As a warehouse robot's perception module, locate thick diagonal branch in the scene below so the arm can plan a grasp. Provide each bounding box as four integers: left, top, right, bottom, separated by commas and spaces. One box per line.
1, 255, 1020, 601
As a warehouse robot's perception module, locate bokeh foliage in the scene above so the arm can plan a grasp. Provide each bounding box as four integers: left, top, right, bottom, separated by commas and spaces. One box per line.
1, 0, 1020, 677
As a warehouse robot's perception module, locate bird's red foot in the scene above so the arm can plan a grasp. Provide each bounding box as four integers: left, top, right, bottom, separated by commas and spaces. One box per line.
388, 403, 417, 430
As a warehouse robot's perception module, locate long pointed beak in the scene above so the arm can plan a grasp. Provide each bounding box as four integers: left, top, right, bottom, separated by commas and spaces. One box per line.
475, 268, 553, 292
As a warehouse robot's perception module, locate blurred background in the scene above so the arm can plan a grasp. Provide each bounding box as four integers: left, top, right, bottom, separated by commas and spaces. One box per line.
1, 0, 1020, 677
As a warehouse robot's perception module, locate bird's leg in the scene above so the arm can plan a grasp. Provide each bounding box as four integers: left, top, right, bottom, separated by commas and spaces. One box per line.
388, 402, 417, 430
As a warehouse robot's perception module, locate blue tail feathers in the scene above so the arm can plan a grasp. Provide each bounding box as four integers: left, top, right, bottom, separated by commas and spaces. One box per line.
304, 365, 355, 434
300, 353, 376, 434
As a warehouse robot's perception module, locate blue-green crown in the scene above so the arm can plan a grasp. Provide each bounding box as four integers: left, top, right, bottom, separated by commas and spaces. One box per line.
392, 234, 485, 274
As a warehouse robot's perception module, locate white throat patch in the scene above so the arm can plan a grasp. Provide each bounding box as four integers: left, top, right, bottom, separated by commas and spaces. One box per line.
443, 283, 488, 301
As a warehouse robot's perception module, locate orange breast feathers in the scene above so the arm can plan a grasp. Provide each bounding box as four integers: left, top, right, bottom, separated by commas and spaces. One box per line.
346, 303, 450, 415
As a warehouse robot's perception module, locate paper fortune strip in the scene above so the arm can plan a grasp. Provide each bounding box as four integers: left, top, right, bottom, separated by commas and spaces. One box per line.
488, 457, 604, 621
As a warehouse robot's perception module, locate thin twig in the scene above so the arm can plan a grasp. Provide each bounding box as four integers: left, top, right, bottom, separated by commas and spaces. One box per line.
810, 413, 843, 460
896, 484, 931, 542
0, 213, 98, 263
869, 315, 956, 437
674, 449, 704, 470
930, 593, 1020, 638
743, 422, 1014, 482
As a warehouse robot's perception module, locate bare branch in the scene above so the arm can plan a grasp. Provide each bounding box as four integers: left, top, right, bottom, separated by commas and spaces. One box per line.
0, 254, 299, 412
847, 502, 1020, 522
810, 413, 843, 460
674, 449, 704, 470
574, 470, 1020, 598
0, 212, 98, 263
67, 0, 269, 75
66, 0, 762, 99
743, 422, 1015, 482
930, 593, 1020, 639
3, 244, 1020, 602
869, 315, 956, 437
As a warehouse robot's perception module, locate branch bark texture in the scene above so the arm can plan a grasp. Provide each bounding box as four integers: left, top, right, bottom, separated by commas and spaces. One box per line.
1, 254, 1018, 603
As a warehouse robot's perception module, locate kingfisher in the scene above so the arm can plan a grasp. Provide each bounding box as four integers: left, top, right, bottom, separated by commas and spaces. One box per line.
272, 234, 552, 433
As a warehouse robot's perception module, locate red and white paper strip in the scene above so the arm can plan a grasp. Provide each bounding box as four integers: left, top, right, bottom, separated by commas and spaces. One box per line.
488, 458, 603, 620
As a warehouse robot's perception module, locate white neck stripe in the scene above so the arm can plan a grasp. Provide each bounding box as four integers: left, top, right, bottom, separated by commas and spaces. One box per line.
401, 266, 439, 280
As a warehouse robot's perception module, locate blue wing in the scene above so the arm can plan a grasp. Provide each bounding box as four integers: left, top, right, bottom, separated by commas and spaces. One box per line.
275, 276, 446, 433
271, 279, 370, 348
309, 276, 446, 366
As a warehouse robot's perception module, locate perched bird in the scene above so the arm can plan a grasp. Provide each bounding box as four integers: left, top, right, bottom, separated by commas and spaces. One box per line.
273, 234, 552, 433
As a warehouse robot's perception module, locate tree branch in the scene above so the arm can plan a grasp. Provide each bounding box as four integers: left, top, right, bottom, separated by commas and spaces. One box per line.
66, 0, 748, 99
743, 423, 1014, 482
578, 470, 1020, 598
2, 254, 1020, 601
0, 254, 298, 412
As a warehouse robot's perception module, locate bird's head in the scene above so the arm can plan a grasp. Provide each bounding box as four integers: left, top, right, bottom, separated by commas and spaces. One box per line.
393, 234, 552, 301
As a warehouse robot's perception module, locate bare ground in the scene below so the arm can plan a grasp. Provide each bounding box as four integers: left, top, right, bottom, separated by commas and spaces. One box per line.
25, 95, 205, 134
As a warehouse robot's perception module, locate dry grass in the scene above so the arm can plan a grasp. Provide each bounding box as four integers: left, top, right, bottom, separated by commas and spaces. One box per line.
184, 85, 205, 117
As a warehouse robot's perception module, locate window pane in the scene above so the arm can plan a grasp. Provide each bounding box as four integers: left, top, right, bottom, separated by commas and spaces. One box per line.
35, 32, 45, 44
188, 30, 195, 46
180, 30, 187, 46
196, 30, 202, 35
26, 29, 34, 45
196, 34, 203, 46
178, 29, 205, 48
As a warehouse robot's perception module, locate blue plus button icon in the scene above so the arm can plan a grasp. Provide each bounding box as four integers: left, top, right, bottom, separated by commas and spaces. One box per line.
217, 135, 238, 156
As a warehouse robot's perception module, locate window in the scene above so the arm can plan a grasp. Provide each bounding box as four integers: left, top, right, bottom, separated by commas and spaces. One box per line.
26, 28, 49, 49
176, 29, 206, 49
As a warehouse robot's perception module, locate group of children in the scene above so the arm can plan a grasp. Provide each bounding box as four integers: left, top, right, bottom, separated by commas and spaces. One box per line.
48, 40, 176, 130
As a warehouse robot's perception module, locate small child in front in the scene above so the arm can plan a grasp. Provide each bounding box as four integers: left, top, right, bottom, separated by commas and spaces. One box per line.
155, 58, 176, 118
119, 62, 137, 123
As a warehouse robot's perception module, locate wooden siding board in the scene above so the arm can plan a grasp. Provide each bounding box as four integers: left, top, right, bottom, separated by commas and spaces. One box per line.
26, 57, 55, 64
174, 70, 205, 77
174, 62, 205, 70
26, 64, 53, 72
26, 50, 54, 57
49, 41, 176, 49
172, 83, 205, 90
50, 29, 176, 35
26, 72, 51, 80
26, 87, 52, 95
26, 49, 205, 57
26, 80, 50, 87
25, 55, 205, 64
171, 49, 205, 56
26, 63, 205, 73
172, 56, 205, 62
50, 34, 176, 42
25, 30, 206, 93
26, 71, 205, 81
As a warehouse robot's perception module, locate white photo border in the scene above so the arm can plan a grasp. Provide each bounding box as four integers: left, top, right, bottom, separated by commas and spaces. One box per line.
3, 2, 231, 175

◆ ◆ ◆ ◆ ◆ ◆ ◆

## Assignment
Reply with exactly the lines from the one containing "As a warehouse robot's perception module, locate white photo" to the last line of the material, inclusive, and with nothing more.

## Response
As a warehouse robot's perception module, locate white photo border in the scene above so the arm can plan a grasp. Provide each bounding box as four integers: left, top, right, bottom, separated by commas and spaces. One box per line.
3, 2, 231, 175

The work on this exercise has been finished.